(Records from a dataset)
┄┄┄┄┄┄┄┄┄┄┄┄┄┄┄┄┄┄┄┄
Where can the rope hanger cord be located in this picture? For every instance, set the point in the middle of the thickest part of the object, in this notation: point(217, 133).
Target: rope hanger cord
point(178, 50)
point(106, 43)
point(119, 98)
┄┄┄┄┄┄┄┄┄┄┄┄┄┄┄┄┄┄┄┄
> Challenge
Extract every line of the records above that contains the string "point". Matching is case-sensitive.

> The solution
Where can the rope hanger cord be located in this picture? For every instance, set the point in the middle of the thickest part of the object, in this notation: point(217, 133).
point(178, 50)
point(106, 43)
point(119, 98)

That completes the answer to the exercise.